TASK DESCRIPTION — Find the line with "Locate every instance of the crown". Transcribe it and each later line of the data exactly, up to and including the last.
*** EXERCISE DATA ***
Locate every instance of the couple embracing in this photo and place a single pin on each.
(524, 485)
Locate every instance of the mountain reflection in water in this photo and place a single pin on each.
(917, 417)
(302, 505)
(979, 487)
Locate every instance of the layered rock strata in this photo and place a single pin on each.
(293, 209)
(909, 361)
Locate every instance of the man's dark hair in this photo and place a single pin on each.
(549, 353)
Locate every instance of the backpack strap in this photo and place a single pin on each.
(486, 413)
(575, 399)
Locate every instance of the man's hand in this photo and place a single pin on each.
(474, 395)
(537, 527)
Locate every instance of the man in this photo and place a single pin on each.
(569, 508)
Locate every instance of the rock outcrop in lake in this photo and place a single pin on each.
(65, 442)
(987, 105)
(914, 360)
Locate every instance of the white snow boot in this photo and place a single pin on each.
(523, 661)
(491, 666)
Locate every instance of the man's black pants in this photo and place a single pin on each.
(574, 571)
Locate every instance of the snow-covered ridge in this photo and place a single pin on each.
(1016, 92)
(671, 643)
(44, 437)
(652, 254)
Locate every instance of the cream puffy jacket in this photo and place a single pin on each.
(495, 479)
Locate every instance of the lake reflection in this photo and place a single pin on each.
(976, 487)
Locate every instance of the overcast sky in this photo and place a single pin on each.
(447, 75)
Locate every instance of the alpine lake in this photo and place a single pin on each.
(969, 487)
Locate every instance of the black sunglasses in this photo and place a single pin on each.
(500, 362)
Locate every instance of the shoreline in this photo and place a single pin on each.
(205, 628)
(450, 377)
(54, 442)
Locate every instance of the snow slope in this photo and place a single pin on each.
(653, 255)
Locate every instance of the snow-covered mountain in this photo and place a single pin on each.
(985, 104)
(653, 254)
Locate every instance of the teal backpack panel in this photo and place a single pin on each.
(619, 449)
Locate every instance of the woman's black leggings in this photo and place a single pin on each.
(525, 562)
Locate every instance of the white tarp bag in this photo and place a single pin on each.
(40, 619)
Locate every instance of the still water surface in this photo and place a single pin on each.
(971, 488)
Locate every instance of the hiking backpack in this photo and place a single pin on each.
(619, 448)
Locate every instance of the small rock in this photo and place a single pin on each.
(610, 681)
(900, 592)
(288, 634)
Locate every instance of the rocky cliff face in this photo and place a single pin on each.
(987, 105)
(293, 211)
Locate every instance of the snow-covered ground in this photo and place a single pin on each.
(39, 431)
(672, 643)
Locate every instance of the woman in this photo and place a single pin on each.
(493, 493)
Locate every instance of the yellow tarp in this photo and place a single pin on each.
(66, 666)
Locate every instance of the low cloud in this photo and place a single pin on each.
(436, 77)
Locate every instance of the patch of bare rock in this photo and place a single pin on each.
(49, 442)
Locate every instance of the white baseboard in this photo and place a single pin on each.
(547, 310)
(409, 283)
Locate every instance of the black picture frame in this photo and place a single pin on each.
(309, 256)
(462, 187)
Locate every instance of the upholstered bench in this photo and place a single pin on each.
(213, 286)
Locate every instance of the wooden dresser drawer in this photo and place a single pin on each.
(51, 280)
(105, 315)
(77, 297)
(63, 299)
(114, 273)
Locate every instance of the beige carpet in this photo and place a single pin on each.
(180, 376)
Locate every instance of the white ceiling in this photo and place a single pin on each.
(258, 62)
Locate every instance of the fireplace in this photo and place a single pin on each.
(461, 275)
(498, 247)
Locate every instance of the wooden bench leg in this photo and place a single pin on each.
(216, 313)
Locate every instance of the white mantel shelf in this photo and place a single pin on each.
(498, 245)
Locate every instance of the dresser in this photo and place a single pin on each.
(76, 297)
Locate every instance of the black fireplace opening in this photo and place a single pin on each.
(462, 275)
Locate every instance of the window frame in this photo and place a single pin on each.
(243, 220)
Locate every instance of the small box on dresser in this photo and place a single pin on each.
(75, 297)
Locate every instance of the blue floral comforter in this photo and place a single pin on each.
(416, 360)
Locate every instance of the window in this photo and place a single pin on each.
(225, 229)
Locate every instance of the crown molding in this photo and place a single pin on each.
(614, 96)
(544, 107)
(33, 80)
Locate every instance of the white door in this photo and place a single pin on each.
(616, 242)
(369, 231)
***
RESULT OF THE EXERCISE —
Locate every instance of the crown molding in this photo and place a single pin on each.
(614, 96)
(544, 107)
(33, 80)
Locate every instance of the white door in this photo and place a single pin on each.
(616, 242)
(369, 231)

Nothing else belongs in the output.